June 10, 2011 at 3:51 PM
The "Three Violin Maidens", Part 1: Suwa Nejiko
Ever since Suzuki Shin’ichi’s fiddling tiny tots took the world by storm, many people believe that every Japanese violinist they hear started when they were still in their nappies. But until the 1920s most Japanese, including Suzuki himself, did not start the violin before their teens. Two developments brought about a change.
One was the New Education Movement. This was an international movement which began in North America and Europe in the late nineteenth century and is associated with names like John Dewey, Helen Parkhurst, Maria Montessori and others. One thing the different reformers had in common was the emphasis they placed on education in the arts. In Japan one of the most famous reformers was Obara Kuniyoshi (1887-1977), the Founder of Tamagawa Gakuen
The other was the arrival of the Russian violinist Ono Anna (Anna Dimitrevna Bubnova, 1890-1979) who had studied with Auer in St Petersburg and married the scientist Ono Shun’ichi (an uncle of John Lennon’s wife Yoko Ono). She was one of many Russian violinists who found their way to Japan in the wake of the Revolution of 1917. When she arrived in 1918 she was surprised that people started the violin so late and immediately started to teach young children. By the time she left Japan in 1960 she had taught hundreds, several of whom became well-known violinists. She is still warmly remembered and has a website dedicated to her (in Japanese).
Other teachers soon followed her example, Suzuki Shin’ichi among them. Soon the Japanese could applaud their first home-grown child prodigies, starting with "The Three Violin Maidens", as they came to be known: Suwa Nejiko (b.1920), Iwamoto Mari (1926-79) and Tsuji Hisako (b. 1926). Two of them were Ono Anna’s pupils.
Suwa Nejiko, born in 1920, first made headlines in January 1931, when the Asahi newspaper reported: "A Violin Girl Prodigy Appears: The Little Girl from Mejiro Who Astonished Zimbalist." Little Nejiko had her first lessons at age three with Nakajima Tazuruko (1904-?), one of Ono Anna’s first pupils, before being taught by Ono herself. She introduced Nejiko to Zimbalist during his second Asian tour in 1930 and she impressed him by her performance of the Mendelssohn Violin Concerto. Zimbalist recommended study abroad and offered his help, but for the time being she remained in Japan. She did change teachers though, and studied with another Russian, Alexander Mogilevsky (1885-1953). She gave her debut recital with Mogilevsky’s wife Nadezhda Nikolaevna Duchess von Leuchtenberg de Beauharnais at the piano. It so happened, that the French violinist Renée Chemet was in Tokyo on tour; she heard the recital and was as impressed as Zimbalist.

> _Stated exercise A_
Quote the passage on early Japanese violinists starting at "Other teachers soon" and ending at "Ono Anna’s pupils.".
> _Stated exercise B_
Render this sentence from the passage on early Japanese violinists into Spanish: "One thing the different reformers had in common was the emphasis they placed on education in the arts."
> _Stated exercise C_
Name the three young violinists whom the passage on early Japanese violinists identifies as "The Three Violin Maidens."

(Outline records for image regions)
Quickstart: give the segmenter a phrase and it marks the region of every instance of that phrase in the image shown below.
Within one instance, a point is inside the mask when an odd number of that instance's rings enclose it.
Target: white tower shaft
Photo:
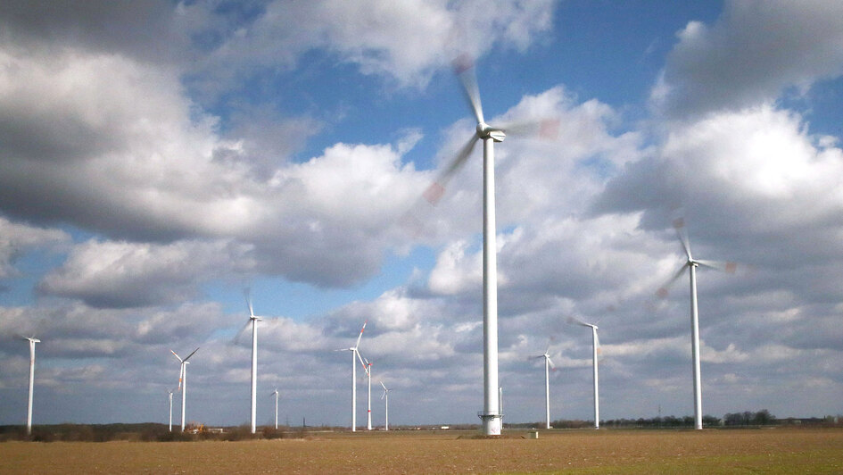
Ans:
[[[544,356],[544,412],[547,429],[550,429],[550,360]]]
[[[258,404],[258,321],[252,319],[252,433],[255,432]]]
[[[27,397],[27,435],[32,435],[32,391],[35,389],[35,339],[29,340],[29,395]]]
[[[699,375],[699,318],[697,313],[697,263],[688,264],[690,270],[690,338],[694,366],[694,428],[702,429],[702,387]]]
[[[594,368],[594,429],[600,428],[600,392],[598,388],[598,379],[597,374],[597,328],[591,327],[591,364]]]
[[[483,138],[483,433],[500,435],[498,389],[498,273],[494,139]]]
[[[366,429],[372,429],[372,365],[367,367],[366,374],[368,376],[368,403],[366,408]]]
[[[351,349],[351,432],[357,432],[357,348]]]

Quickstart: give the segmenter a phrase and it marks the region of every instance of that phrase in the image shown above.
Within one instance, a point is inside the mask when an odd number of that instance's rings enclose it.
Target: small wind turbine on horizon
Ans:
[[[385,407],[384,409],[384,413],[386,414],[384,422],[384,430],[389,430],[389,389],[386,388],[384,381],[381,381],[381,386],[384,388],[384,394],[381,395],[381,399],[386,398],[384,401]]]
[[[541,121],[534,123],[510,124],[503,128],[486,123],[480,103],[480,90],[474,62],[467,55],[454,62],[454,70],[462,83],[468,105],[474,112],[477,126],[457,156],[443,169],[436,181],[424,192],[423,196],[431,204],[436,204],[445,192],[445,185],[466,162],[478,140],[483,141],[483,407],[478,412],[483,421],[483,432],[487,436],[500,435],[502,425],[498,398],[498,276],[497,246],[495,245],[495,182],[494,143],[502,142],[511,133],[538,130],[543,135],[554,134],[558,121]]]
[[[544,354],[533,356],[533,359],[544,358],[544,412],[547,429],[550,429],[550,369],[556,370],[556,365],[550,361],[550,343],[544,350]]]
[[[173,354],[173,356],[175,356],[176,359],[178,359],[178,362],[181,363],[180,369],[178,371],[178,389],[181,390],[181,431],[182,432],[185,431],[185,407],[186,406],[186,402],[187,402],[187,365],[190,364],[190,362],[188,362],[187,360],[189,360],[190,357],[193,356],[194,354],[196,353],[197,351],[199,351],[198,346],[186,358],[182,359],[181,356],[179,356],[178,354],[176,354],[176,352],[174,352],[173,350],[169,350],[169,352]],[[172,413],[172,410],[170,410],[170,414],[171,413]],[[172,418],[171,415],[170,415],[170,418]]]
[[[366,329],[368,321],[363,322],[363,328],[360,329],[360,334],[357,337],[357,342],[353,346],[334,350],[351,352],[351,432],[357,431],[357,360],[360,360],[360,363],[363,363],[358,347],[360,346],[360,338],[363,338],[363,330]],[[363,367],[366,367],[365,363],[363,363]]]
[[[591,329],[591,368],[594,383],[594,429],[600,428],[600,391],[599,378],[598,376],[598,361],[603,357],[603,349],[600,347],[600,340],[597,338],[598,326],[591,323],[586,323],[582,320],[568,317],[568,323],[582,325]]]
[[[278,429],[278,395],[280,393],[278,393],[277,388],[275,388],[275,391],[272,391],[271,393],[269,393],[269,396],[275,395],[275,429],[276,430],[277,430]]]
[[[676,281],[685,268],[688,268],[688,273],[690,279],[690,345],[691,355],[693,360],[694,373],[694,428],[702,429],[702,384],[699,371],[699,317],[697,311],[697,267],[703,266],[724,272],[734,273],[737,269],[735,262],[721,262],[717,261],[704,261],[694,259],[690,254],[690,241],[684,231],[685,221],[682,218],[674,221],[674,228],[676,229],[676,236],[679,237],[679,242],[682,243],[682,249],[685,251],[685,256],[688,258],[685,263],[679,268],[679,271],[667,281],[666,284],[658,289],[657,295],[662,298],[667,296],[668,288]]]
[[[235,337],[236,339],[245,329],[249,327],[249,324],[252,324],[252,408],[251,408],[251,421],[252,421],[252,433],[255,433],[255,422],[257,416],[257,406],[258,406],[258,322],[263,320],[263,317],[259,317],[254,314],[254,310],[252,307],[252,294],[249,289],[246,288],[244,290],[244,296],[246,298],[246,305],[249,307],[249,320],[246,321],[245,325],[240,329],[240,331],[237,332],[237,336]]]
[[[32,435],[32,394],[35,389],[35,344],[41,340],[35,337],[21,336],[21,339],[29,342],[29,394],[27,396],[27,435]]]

> _Written answer A_
Other teachers soon followed her example, Suzuki Shin’ichi among them. Soon the Japanese could applaud their first home-grown child prodigies, starting with "The Three Violin Maidens", as they came to be known: Suwa Nejiko (b.1920), Iwamoto Mari (1926-79) and Tsuji Hisako (b. 1926). Two of them were Ono Anna’s pupils.

> _Written answer B_
Algo que los distintos reformadores tenían en común era el énfasis que ponían en la educación artística.

> _Written answer C_
Suwa Nejiko, Iwamoto Mari, Tsuji Hisako